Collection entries
— START —
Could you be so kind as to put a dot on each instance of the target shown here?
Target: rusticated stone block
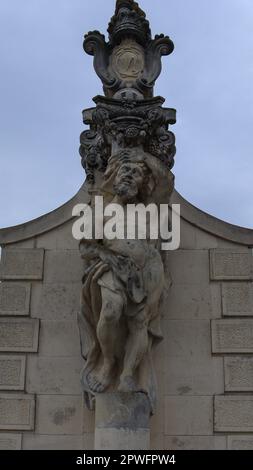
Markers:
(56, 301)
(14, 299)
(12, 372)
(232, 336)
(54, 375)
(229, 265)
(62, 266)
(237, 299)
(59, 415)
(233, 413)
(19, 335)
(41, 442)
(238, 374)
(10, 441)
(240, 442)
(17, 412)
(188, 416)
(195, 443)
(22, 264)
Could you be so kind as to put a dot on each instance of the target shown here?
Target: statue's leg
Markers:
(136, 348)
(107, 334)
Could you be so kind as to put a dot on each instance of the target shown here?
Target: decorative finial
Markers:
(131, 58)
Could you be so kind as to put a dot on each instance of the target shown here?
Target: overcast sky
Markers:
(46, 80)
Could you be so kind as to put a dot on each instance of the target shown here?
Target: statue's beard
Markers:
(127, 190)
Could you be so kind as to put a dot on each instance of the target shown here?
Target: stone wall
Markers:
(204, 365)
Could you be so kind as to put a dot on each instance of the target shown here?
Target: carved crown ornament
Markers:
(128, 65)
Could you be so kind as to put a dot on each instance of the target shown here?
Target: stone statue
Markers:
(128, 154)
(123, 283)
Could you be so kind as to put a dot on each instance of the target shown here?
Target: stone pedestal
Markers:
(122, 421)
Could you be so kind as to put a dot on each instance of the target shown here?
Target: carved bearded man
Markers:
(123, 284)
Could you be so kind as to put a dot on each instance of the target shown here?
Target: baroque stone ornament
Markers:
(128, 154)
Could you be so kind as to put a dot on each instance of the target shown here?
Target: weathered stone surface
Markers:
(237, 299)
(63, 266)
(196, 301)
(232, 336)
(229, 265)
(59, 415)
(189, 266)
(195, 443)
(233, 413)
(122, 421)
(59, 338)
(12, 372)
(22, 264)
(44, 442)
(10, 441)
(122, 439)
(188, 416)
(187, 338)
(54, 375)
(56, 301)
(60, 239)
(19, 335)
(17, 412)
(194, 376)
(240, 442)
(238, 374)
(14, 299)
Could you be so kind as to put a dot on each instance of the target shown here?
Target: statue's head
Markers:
— END —
PROBLEM DETAILS: Write out the entries above word for word. Do not include the pictures.

SOLUTION:
Could you be so kind as to put a dot on each instance of the target shown here?
Target: rusticated stone block
Markers:
(56, 301)
(14, 299)
(12, 372)
(232, 336)
(54, 375)
(229, 265)
(62, 266)
(237, 299)
(59, 415)
(233, 413)
(19, 335)
(41, 442)
(238, 374)
(10, 441)
(240, 442)
(17, 412)
(188, 416)
(195, 443)
(22, 264)
Could you be so kind as to put a dot on each instance of the target shown here?
Target: statue's leg
Markers:
(136, 348)
(107, 334)
Could you be so kind as to put a dot on each instance of the target shown here?
Target: decorative finial
Markers:
(131, 58)
Could you be so kind as to put a dot on each instance of the target shown here?
Target: overcast sky
Markers:
(46, 80)
Could you be so kind as to put a dot on each instance of the target shown here?
Target: statue's beard
Markers:
(127, 190)
Could you be so kind as to put a dot on each instance of the target shown here?
Target: stone wall
Markers:
(204, 365)
Could you be so kind as to put a dot on each instance of the target shown here?
Target: carved crown ornament
Markers:
(128, 65)
Could you be so kind as to put a dot on each instance of the target shown here?
Target: stone statue
Markers:
(128, 154)
(123, 283)
Could you be so kind as to put a dot on each instance of the target shown here?
Target: stone pedestal
Markers:
(122, 421)
Could you be so kind as to put a dot on each instance of the target shown here?
Target: carved bearded man
Markers:
(123, 284)
Could you be so kind as to put a dot on each instance of the target shown here?
Target: baroque stone ornament
Markers:
(128, 154)
Could you be so kind as to put a dot on each instance of the target shown here?
Target: weathered stone surface
Markers:
(237, 299)
(63, 266)
(196, 301)
(232, 336)
(229, 265)
(59, 415)
(189, 266)
(195, 443)
(233, 413)
(122, 421)
(59, 338)
(12, 372)
(22, 264)
(44, 442)
(10, 441)
(122, 439)
(188, 416)
(187, 338)
(54, 375)
(56, 301)
(60, 239)
(19, 335)
(17, 412)
(194, 376)
(240, 442)
(238, 374)
(14, 299)
Could you be so kind as to put a dot on each instance of the target shown here?
Target: statue's head
Markers:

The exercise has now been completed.